** 課題 **
インダストリオール執行委員会についての記事から、「グローバル資本への対抗は、労」を含む箇所で始まり「ともに、次の意向を表明した。」で終わる部分を、一字一句そのまま書き写してください。

** 抜粋 **

インダストリオール執行委員会、労働者の権利を促進

2019-05-29

5月21~22日にブリュッセルで開かれたインダストリオール執行委員会の主要なテーマは、グローバルな連帯だった。労働者の権利が攻撃される中、労働組合は組織化して力を強化している。

「1人に対する攻撃は全員に対する攻撃だ」とイェルク・ホフマン・インダストリオール会長は開会の辞で述べた。
「できるだけ多くの人々がグローバルな連帯の利益を得るようにする必要がある。グローバルな連帯は、グローバル資本に対して効果を発揮し得ることが分かっている」

組合幹部たちは2日間の会合で、ブラジルやアルジェリア、あるいはシントラカルボンのイゴール・ディアスが殺害の脅迫を受けているコロンビアのように、体制側が敵対者や市民、組合を攻撃している世界にあって、前途に横たわる課題へのグローバルな対応について議論した。

代議員はカナダのUSWメタロスの証言を聞いた。ケベック州トロアリビエールで同労組の組合員1,000人が、アルコアが交渉を拒否したあと17カ月近く同社工場でロックアウトされている

米テネシー州チャタヌーガのフォルクスワーゲン労働者は今なお組合加入権を与えられておらず、これを受けてインダストリオールは初めてグローバル枠組み協定(GFA)を停止した。

グローバル資本への対抗は、労働者の権利促進における戦略目標であり鍵である。インダストリオールと多国籍企業が締結した46本のGFAは、グローバル・レベルで労使関係を発展させる重要な手段である。例えばソルベイとのGFAが、インドの同社事業でボーナスに関する問題を解決した経緯を見れば分かる。

現在、仕事の未来に関する協定をめぐって、ある大手多国籍自動車会社との交渉が続いている。これは仕事の世界における非常に大きな転換に対応し、公正な移行を議題に盛り込むチャンスである。

ILO仕事の未来世界委員会は、前例のない変革期にあって、すべての人のためにより良い仕事の未来を達成する方法を調べている。参加者は経験を共有し、すべての国々の技術進歩レベルが同じというわけではないため、グローバル・レベルの労働運動戦略の必要性について議論した。

執行委員会は経験を交換することの必要性を認識し、活動の継続を承認するとともに、次の意向を表明した。

** データ **
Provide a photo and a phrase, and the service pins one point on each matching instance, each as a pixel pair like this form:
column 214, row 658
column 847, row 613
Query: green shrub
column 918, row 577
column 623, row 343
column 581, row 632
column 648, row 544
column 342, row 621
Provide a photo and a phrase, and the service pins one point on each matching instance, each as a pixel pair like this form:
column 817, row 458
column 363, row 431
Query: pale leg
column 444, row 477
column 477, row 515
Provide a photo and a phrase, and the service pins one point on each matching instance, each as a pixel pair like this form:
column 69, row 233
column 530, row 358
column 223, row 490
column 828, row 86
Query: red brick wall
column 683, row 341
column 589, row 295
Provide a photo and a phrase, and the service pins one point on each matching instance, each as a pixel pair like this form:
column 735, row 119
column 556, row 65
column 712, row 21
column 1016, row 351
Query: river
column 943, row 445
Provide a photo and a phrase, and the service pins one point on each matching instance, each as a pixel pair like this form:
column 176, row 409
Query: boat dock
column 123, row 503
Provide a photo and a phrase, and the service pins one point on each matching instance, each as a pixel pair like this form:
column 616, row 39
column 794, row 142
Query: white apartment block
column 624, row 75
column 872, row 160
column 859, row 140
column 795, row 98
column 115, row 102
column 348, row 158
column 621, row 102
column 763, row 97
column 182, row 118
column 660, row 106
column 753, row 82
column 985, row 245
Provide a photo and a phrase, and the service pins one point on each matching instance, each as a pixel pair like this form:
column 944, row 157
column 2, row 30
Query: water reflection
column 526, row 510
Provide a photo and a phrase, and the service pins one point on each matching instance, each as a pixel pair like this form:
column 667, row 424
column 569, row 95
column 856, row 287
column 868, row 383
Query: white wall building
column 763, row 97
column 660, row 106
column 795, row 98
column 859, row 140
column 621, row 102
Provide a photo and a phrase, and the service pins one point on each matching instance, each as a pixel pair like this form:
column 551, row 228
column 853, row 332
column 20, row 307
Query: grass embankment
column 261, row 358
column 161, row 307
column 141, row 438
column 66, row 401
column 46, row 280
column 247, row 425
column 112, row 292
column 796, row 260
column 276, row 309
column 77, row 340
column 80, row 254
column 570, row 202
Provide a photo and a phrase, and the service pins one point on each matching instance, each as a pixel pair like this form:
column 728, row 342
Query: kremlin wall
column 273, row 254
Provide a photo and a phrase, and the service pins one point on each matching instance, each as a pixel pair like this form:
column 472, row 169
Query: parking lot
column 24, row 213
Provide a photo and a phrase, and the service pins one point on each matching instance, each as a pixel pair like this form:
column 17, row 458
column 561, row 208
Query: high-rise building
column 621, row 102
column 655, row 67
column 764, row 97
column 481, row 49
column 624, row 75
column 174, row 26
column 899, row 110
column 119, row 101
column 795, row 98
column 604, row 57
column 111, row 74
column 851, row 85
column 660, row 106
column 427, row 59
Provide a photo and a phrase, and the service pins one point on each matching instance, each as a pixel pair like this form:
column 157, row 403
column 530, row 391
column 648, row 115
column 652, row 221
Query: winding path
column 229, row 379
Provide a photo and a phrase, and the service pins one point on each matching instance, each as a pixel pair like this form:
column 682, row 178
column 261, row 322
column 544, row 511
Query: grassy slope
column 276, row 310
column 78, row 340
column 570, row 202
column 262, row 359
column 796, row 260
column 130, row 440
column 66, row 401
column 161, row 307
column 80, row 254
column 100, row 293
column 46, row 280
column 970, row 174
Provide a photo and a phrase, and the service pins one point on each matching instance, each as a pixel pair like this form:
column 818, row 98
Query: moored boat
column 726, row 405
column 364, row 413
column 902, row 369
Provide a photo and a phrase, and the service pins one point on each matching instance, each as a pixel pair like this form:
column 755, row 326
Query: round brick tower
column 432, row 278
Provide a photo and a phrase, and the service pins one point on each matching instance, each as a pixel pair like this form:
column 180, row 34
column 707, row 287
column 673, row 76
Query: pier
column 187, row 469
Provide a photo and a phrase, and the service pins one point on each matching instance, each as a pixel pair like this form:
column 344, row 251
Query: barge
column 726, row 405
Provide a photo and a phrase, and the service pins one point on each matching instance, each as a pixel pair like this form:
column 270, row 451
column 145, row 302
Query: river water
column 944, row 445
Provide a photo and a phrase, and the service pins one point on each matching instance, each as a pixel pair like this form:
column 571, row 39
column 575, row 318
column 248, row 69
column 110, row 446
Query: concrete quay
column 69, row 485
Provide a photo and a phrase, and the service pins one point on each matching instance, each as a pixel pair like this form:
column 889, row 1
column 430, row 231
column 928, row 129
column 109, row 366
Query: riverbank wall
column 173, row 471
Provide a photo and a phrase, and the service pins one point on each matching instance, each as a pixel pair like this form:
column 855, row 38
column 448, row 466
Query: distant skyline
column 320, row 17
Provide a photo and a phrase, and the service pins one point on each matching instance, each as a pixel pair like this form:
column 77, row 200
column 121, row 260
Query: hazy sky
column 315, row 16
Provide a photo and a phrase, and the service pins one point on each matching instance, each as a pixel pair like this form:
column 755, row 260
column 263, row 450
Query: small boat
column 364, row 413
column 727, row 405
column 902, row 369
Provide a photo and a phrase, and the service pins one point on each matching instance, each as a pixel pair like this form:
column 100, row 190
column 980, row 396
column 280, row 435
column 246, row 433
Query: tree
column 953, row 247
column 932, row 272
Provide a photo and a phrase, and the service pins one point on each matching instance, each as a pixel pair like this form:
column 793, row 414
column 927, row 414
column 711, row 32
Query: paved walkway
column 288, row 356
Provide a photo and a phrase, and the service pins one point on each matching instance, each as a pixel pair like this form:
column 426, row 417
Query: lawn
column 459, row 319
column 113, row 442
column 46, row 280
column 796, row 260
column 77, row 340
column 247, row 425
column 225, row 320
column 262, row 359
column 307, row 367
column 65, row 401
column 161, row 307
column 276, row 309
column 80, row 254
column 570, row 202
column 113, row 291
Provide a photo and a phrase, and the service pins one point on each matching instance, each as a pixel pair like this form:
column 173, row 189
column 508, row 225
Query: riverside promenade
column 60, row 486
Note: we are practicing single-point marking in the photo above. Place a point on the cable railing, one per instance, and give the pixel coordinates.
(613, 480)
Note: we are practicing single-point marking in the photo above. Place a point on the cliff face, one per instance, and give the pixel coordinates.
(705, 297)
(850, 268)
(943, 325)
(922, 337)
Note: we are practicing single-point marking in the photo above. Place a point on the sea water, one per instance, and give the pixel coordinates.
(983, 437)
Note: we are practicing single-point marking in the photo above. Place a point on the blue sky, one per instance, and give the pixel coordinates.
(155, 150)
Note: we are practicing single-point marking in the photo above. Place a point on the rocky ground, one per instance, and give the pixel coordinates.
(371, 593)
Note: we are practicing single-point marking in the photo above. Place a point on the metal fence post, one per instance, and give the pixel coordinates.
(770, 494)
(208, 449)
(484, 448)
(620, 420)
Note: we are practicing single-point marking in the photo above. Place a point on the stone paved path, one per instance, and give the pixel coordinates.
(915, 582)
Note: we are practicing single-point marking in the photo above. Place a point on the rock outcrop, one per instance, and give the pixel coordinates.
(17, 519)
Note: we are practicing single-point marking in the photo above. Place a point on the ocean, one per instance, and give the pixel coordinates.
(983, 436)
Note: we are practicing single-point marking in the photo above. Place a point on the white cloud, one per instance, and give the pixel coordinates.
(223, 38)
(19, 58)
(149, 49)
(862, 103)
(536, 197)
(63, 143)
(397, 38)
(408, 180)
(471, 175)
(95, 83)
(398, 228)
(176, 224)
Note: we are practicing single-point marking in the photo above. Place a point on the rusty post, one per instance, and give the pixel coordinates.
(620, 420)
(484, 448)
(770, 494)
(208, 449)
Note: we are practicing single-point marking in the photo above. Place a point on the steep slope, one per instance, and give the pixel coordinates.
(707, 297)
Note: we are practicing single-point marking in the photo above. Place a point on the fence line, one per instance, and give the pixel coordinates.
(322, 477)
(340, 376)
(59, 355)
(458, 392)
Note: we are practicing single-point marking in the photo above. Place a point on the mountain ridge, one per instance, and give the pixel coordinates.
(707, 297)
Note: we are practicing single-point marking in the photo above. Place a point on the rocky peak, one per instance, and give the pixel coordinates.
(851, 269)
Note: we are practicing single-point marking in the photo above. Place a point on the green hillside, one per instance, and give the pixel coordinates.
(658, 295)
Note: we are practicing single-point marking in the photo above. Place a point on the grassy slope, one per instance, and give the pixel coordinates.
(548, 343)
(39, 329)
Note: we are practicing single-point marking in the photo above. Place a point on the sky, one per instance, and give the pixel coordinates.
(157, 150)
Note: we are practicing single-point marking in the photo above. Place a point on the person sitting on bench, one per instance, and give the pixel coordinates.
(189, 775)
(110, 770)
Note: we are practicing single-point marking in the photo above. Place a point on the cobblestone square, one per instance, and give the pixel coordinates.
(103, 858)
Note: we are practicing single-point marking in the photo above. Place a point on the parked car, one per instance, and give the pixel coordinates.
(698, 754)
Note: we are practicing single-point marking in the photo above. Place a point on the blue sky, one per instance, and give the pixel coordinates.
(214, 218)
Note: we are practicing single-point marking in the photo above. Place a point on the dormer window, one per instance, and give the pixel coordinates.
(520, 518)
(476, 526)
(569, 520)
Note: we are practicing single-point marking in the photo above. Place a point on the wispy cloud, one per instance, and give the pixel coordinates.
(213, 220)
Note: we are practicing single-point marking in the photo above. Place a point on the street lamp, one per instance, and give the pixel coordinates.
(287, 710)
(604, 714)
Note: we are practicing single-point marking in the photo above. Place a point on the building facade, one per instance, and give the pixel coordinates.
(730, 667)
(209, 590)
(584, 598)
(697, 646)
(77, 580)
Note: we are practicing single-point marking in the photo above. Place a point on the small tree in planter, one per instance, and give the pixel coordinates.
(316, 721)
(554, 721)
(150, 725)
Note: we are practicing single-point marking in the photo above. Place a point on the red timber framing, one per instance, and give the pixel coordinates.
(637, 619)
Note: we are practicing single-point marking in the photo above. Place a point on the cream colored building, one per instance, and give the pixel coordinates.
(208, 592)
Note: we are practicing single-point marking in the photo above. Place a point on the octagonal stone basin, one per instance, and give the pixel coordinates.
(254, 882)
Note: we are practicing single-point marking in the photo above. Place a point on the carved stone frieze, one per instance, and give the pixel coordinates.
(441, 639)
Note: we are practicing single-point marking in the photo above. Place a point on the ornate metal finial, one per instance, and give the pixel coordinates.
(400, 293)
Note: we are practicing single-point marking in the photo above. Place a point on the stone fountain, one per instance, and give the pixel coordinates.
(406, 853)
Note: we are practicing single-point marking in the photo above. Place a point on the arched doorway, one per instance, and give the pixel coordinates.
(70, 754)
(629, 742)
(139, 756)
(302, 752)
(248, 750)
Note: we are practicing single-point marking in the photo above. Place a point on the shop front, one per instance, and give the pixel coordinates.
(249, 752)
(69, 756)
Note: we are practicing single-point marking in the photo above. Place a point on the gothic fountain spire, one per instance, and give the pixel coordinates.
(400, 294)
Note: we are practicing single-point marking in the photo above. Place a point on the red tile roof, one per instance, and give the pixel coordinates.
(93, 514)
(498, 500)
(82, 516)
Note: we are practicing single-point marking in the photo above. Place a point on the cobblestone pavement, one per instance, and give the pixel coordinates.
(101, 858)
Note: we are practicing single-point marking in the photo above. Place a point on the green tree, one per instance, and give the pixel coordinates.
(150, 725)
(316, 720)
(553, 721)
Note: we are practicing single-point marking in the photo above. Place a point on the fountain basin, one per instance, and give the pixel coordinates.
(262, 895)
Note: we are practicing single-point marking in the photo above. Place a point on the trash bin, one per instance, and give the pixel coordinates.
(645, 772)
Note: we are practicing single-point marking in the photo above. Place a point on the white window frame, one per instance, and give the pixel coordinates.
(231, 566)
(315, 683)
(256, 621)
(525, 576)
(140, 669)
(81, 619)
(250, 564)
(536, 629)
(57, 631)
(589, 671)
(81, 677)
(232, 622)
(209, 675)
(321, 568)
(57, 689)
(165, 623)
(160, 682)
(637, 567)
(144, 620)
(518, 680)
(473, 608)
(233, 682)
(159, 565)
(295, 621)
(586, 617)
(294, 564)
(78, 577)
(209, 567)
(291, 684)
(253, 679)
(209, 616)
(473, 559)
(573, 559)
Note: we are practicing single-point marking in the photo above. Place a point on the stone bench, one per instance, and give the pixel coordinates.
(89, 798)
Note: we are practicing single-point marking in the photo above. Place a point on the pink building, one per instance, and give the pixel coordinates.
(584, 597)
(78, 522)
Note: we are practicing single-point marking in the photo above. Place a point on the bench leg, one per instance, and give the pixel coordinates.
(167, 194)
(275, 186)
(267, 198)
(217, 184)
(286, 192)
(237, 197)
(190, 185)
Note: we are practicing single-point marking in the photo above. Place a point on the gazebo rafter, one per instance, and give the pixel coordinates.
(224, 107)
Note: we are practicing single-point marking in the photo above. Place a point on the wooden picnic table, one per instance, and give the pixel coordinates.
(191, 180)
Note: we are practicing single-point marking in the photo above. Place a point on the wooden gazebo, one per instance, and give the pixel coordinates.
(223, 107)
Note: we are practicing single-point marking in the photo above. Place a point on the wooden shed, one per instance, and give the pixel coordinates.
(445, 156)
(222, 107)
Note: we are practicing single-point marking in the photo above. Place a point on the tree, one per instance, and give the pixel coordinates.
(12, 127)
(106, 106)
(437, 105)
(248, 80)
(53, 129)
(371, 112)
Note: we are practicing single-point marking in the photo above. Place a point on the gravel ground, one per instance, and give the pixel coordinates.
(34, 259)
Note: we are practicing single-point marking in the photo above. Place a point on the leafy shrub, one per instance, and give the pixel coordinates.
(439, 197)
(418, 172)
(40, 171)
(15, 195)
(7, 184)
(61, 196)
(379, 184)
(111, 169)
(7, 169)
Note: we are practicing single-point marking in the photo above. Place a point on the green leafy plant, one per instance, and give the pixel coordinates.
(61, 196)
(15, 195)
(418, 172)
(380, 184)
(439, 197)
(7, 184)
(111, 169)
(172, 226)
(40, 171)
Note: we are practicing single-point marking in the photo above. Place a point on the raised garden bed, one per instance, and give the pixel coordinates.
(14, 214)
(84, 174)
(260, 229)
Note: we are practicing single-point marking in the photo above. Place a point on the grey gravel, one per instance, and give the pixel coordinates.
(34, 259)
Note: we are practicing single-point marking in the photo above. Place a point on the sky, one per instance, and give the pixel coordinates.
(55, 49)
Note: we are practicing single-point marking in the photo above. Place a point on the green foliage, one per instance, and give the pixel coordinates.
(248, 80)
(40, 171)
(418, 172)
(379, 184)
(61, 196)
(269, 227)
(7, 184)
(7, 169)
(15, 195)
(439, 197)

** 解答 **
グローバル資本への対抗は、労働者の権利促進における戦略目標であり鍵である。インダストリオールと多国籍企業が締結した46本のGFAは、グローバル・レベルで労使関係を発展させる重要な手段である。例えばソルベイとのGFAが、インドの同社事業でボーナスに関する問題を解決した経緯を見れば分かる。

現在、仕事の未来に関する協定をめぐって、ある大手多国籍自動車会社との交渉が続いている。これは仕事の世界における非常に大きな転換に対応し、公正な移行を議題に盛り込むチャンスである。

ILO仕事の未来世界委員会は、前例のない変革期にあって、すべての人のためにより良い仕事の未来を達成する方法を調べている。参加者は経験を共有し、すべての国々の技術進歩レベルが同じというわけではないため、グローバル・レベルの労働運動戦略の必要性について議論した。

執行委員会は経験を交換することの必要性を認識し、活動の継続を承認するとともに、次の意向を表明した。